Türk Mutfağı Şeflerinden Ece Alaybeyoğlu Kimdir?
Türk aşçı haberleri olarak Türk mutfağı şeflerine özellikle yayınlarımızda önem veriyoruz. Geçtiğimiz günlerde kaynak olarak kabul ettiğimiz "Food Mood Magazin" e özel bir röportaj veren bilinen Türk şeflerinden "Ece Alaybeyoğlu" nun mesleki serüveni' ni takipçilerimiz ile paylaşmak istedik. Peki şef Ece Alaybeyoğlu kimdir? Ece Alaybeyoğlu'nun mesleki eğitimi nedir?
Şef Alaybeyoğlu hangi okuldan mezun oldu? Bilinen Türk mutfağı şeflerinden Ece Alaybeyoğlu nerelerde çalıştı? Şef Ece Alaybeyoğlu aşçılık eğitimlerinde nerelerde staj yaptı?
Yurt dışında çalışan Türk mutfağı şeflerinden Ece Alaybeyoğlu'nun aşçılık mesleği hakkında düşünceleri nelerdir? Mutfak anlayışı nedir? Ünlü şef Dünyada Türk mutfağının tanınabilirliği konusunda neler düşünüyor? Türk mutfağı şefi Ece Alaybeyoğlu staj için yurt dışına nasıl çıktı?

- [Alıştırma Görevleri]:
1. Seçilen metindeki "Türk aşçı haberleri olarak Türk mutfağı şeflerine özellikle yayınlarımızda önem veriyoruz." cümlesini İngilizceye çeviriniz.
2. Seçilen metni iki cümleyle özetleyiniz.
3. Seçilen metne göre aşağıdaki soruları yanıtlayınız.
(a) Ece Alaybeyoğlu özel röportajı hangi dergiye vermiştir?
(b) Ece Alaybeyoğlu yurt içinde mi, yurt dışında mı çalışan bir şef olarak tanıtılmaktadır?
(c) Şefin mesleki serüveni kimlerle paylaşılmak istenmektedir?

- [Veri Satırları]:

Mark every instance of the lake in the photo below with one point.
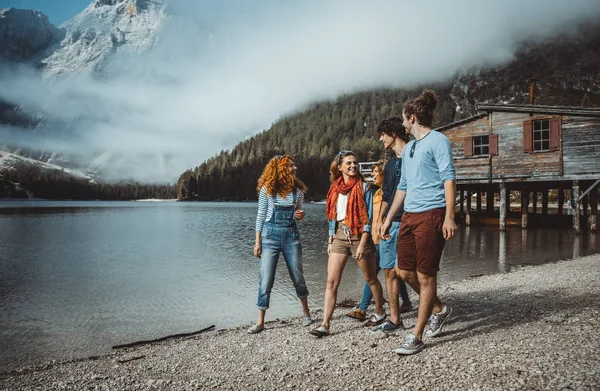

- [Doğru Yanıtlar]:
1. As Turkish chef news, we give particular importance to the chefs of Turkish cuisine in our publications.

2. Metin, yayınlarında Türk mutfağı şeflerine özellikle önem verildiğini belirtmekte ve Food Mood Magazin'e özel bir röportaj veren Türk şefi Ece Alaybeyoğlu'nun mesleki serüveninin takipçilerle paylaşılmak istendiğini söylemektedir. Ardından şefin mesleki eğitimi, mezun olduğu okul, çalıştığı ve staj yaptığı yerler, mesleğe ve mutfağa bakışı ile Türk mutfağının dünyada tanınırlığı konusundaki düşünceleri hakkında sorular sıralanmaktadır.

3.
(a) Food Mood Magazin'e.
(b) Yurt dışında çalışan bir şef olarak.
(c) Takipçilerle.